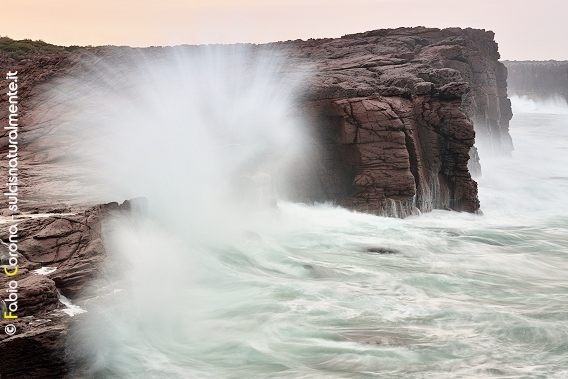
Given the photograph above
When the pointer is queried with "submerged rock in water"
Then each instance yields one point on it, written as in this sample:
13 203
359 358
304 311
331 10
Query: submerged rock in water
381 250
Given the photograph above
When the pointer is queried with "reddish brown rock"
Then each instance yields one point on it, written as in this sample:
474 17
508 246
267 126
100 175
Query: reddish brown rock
438 86
72 245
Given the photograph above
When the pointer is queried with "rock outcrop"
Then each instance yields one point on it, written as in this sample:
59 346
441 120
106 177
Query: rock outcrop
538 79
396 113
58 256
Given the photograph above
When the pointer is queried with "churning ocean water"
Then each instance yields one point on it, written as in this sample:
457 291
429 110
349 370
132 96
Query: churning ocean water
322 292
207 284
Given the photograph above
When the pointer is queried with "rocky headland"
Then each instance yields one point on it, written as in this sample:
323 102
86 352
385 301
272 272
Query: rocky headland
396 113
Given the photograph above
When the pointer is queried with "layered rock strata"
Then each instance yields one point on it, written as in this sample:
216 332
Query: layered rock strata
397 112
395 115
538 80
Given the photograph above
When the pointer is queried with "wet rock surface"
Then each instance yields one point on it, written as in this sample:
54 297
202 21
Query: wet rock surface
70 245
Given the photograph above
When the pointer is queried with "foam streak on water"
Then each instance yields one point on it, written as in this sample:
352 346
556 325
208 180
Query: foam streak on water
317 291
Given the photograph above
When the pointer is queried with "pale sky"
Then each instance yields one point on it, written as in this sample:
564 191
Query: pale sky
524 29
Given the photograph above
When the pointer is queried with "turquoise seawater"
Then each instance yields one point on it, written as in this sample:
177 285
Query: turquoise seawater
322 292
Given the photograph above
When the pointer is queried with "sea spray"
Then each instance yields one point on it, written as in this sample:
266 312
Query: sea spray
316 292
208 136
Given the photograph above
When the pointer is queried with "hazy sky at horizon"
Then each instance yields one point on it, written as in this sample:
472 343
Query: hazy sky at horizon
524 29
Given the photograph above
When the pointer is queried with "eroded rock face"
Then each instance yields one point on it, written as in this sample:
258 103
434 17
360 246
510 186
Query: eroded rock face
397 111
404 107
71 245
538 79
394 112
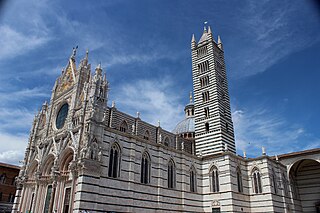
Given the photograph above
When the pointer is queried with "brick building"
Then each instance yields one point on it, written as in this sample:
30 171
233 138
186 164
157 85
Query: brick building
84 155
8 174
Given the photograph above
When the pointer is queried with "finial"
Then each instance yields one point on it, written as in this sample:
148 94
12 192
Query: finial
204 29
99 66
219 40
193 38
244 154
74 52
263 150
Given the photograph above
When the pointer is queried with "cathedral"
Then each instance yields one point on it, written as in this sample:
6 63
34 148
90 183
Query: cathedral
84 155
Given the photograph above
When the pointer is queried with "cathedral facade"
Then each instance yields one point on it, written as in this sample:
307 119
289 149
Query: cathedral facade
84 156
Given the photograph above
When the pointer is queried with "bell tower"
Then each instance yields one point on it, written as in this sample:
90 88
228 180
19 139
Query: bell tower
213 124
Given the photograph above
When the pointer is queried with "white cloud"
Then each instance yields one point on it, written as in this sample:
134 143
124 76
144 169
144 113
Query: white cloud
12 147
15 119
8 98
272 31
14 43
154 99
257 128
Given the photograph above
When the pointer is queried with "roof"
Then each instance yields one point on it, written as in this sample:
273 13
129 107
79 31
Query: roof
304 152
186 125
10 166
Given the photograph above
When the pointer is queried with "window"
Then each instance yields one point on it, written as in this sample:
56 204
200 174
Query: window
123 126
146 135
167 141
193 180
67 198
114 161
256 181
145 169
274 182
206 112
202 51
48 198
62 115
207 127
203 66
204 81
205 96
216 210
171 175
285 184
214 174
239 180
3 178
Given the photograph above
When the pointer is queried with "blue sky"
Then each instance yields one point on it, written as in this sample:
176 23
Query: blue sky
272 51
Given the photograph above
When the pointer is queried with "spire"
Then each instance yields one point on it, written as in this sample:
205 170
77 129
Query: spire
74 52
87 54
99 69
220 43
193 42
204 36
204 30
219 40
193 38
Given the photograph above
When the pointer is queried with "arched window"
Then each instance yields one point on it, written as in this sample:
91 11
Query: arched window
257 187
3 178
171 175
193 180
123 126
114 162
285 184
274 182
239 180
145 168
48 198
146 135
166 141
207 127
214 176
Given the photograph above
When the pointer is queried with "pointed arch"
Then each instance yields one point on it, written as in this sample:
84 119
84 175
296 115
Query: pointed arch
274 181
166 141
114 161
66 158
239 180
214 178
256 177
32 169
123 126
171 174
193 179
145 168
47 165
146 135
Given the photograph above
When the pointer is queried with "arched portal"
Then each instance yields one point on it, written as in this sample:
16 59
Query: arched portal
305 185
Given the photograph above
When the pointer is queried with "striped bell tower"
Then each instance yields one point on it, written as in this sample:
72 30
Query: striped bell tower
213 125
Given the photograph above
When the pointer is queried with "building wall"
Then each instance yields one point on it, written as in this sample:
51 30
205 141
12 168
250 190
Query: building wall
8 173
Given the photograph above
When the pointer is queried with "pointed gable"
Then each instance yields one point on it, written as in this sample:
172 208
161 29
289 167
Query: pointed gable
68 77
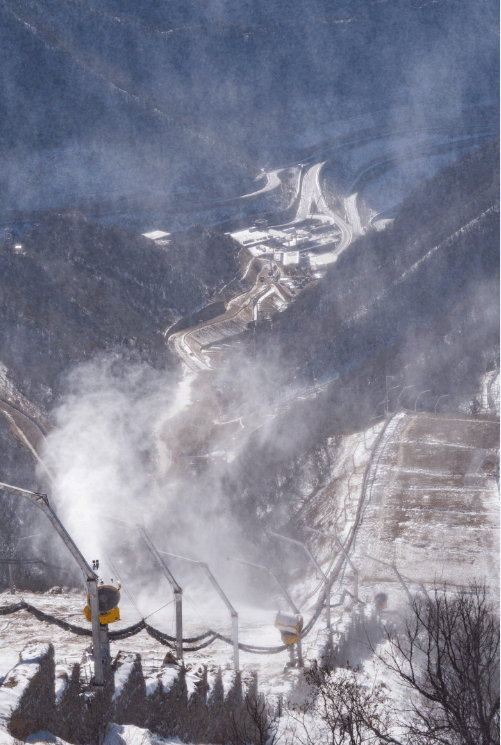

###

Exercise prompt — Which lines of the listing above contain the word "bell"? Select each of them and copy it out in full.

Task solution —
When the pointer is queried with "bell tower"
Query: bell tower
When the pointer is queried with "striped bell tower"
Query: striped bell tower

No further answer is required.